Dataset entries
========================================================================

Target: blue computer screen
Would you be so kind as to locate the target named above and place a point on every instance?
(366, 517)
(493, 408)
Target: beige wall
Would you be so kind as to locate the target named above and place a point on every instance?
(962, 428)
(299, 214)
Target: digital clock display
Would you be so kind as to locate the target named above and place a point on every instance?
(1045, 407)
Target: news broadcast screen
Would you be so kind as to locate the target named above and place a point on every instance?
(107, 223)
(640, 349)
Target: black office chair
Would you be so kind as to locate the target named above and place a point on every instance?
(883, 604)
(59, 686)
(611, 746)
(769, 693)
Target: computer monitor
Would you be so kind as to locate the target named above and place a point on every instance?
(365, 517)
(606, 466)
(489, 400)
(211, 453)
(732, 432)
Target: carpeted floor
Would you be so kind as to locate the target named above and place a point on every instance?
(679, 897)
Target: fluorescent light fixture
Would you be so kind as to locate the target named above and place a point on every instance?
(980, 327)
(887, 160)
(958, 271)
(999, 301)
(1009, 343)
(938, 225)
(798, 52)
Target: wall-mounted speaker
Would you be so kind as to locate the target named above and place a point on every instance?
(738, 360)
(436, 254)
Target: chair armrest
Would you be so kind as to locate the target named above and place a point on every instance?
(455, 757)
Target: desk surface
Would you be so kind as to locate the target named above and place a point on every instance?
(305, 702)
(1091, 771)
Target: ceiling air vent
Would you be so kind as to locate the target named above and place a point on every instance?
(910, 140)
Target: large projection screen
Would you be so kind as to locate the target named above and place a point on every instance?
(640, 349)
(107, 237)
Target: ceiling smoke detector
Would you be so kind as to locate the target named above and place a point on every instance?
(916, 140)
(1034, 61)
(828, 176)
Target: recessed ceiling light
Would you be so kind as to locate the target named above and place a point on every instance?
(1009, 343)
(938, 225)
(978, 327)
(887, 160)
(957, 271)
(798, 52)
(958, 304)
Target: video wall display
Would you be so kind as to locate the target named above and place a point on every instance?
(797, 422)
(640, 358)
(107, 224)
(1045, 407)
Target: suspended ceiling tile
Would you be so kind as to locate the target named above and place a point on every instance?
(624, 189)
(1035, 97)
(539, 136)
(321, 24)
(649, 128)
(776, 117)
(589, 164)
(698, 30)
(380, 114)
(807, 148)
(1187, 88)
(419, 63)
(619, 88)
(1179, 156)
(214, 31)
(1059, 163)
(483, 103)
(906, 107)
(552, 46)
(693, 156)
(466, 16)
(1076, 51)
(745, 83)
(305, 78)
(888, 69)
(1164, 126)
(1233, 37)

========================================================================

# Task description
The required response is a complete, exact copy of the records.

# Response to this task
Target: blue computer screen
Would you be so kind as to locate the target named above and place a point on every instance?
(366, 517)
(493, 408)
Target: beige wall
Would you be so kind as to locate the target named above and place a point on every instance?
(962, 428)
(299, 214)
Target: digital clock display
Would you be so kind as to locate the target named above and place a point on every instance?
(1045, 407)
Target: news broadcast screen
Would you be so kind as to locate the target named above and place a point on every instance?
(107, 223)
(640, 349)
Target: black office chair
Would you be so kind as to locate the target named above and place a point on every instance?
(883, 604)
(59, 686)
(611, 746)
(769, 693)
Target: computer monitor
Would you be so kind as to locate the target named above and place a point on every instance?
(365, 517)
(606, 466)
(489, 400)
(211, 453)
(732, 432)
Target: carpeted floor
Would you be so kind as to locate the target named above and place a point on every instance?
(679, 897)
Target: fluorescent light fixture
Would you be so kind as to locate the target named above and place a point on every instance?
(980, 327)
(887, 160)
(958, 271)
(999, 301)
(1009, 343)
(938, 225)
(798, 52)
Target: wall-mounted speaker
Would you be so kind as to locate the target named above and place a point on every instance?
(738, 360)
(436, 254)
Target: chair armrest
Would you be so kind as to locate the target named above and place a point on every instance?
(455, 757)
Target: desk surface
Would you be so kind as to locate the target named above and place a point on every instance?
(305, 702)
(1091, 771)
Target: ceiling air vent
Would you be so kind as to locate the target named above and place a point on every instance?
(910, 140)
Target: large projection screen
Would you be so kind as to locate the target named above and place a point on every instance?
(640, 349)
(107, 237)
Target: ceiling smoke detector
Would you be so kind as to locate the target named above and place a point on every instance?
(916, 140)
(1034, 61)
(828, 176)
Target: recessed ceiling light
Would you be so kind as to locate the target named above and place a point on every instance?
(1009, 343)
(938, 225)
(978, 327)
(887, 160)
(957, 271)
(798, 52)
(958, 304)
Target: video wall display
Would you be so kind as to locate the target named above and place a point on every instance?
(797, 422)
(640, 358)
(107, 224)
(1045, 407)
Target: suspended ceiling tile
Would you be so kind as to locate the target named above and place a point on every instance?
(624, 189)
(1035, 97)
(539, 136)
(321, 24)
(649, 128)
(776, 117)
(589, 164)
(698, 30)
(380, 114)
(807, 148)
(1187, 88)
(419, 63)
(619, 88)
(1179, 156)
(214, 31)
(1059, 163)
(483, 103)
(906, 107)
(552, 46)
(693, 156)
(466, 16)
(1076, 51)
(745, 83)
(305, 78)
(888, 69)
(1164, 126)
(1233, 37)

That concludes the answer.